→ **Stated task**
Rewrite every line in the stretch from the line containing "Task: locate the skylight, dropping" through the end of the entries, including the instruction lines. Raise each coordinate in the answer points by 46, keep the sample coordinates unchanged, and leave the pictures out.

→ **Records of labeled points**
>> begin
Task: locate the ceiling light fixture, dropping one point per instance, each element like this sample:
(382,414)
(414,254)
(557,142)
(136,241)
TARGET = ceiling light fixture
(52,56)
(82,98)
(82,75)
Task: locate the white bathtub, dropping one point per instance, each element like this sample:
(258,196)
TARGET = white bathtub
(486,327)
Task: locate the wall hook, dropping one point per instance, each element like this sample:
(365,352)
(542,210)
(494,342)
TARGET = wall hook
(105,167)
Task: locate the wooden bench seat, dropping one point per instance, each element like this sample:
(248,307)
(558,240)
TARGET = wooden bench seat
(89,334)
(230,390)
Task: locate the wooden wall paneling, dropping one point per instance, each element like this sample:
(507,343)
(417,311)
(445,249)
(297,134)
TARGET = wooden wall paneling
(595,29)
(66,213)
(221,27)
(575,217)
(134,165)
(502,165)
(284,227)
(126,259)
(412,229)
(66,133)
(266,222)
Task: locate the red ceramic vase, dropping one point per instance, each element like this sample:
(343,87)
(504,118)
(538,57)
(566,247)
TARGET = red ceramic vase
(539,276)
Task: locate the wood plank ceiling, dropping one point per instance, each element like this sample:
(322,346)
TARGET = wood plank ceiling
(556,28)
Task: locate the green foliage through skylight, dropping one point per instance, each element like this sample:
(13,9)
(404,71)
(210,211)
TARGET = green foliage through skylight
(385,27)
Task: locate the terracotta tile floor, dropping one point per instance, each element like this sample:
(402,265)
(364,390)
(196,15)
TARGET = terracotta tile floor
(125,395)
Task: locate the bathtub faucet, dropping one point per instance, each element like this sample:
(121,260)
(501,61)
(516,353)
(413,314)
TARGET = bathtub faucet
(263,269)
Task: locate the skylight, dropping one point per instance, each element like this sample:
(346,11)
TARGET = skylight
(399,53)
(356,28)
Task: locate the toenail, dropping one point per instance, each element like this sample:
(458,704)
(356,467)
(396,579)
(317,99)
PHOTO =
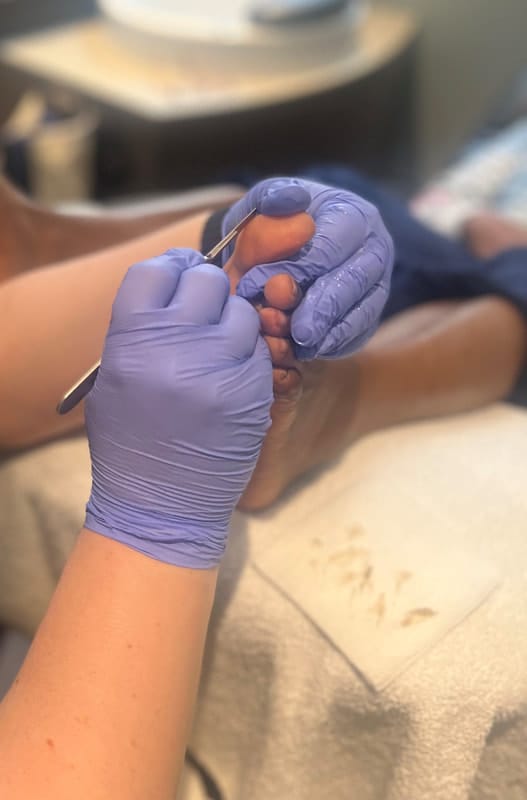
>> end
→ **Task answer**
Task: locate the skylight, dropping one point per instance, each element like this sample:
(346,11)
TARGET = skylight
(445,99)
(402,74)
Task: locate the toenail, dropping one point per instance, each element like this sample:
(458,704)
(356,467)
(396,579)
(317,99)
PHOTO =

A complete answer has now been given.